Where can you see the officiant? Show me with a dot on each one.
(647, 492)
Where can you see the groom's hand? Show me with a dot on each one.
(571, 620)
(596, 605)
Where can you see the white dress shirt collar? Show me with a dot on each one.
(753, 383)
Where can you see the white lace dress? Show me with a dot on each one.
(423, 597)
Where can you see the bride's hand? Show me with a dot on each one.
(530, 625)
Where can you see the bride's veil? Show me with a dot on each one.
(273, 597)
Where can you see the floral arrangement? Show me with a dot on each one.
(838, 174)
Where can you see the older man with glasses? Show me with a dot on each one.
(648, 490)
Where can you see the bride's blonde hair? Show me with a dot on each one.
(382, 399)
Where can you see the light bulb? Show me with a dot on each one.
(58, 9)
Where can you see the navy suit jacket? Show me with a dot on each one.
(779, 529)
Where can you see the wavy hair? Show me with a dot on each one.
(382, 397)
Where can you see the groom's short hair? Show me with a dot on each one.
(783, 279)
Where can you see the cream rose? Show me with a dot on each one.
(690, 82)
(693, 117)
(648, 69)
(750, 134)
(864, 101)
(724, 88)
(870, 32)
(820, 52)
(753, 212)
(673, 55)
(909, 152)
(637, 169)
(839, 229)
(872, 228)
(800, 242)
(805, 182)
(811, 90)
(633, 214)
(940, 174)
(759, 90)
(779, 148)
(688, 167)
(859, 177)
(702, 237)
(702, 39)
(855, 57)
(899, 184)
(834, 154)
________________________________________
Rewrite all the records above, putting "pin" in place of "dot" each time it appears and leaving everything else unchanged.

Where can you see the officiant? Show me with a pin on each one.
(647, 492)
Where can you see the groom's hand? Show me with a pin on each one.
(571, 620)
(596, 605)
Where can you see the white dress shirt collar? Show me with a pin on each one.
(753, 383)
Where can you see the white lace dress? Show me with a pin on each one.
(423, 597)
Where can you see the bride's hand? Show me with a pin on each one.
(530, 625)
Where can you see the bride's veil? Show me with a pin on each one.
(273, 597)
Where can you see the floral arrangement? Show me with a pin on each one.
(838, 174)
Where can you see the older man with glasses? Show me with a pin on each one.
(648, 490)
Where can you see the bride's blonde hair? Show me with a pin on each one.
(382, 399)
Where can you see the light bulb? Show me with a pin on each one.
(58, 9)
Where can you see the navy suit jacket? Show me with a pin on each one.
(779, 529)
Where can you see the wavy hair? Show me with a pin on each one.
(382, 397)
Where can you see the groom's short hair? Show me with a pin on each one.
(783, 279)
Where can you see the cream rose? Show me with a pin on each one.
(690, 82)
(693, 117)
(648, 69)
(750, 134)
(864, 101)
(724, 88)
(870, 32)
(820, 52)
(753, 212)
(673, 55)
(909, 152)
(637, 169)
(839, 229)
(872, 228)
(800, 242)
(805, 182)
(811, 90)
(633, 214)
(940, 174)
(759, 90)
(779, 148)
(688, 167)
(859, 177)
(702, 237)
(702, 39)
(855, 57)
(899, 184)
(834, 154)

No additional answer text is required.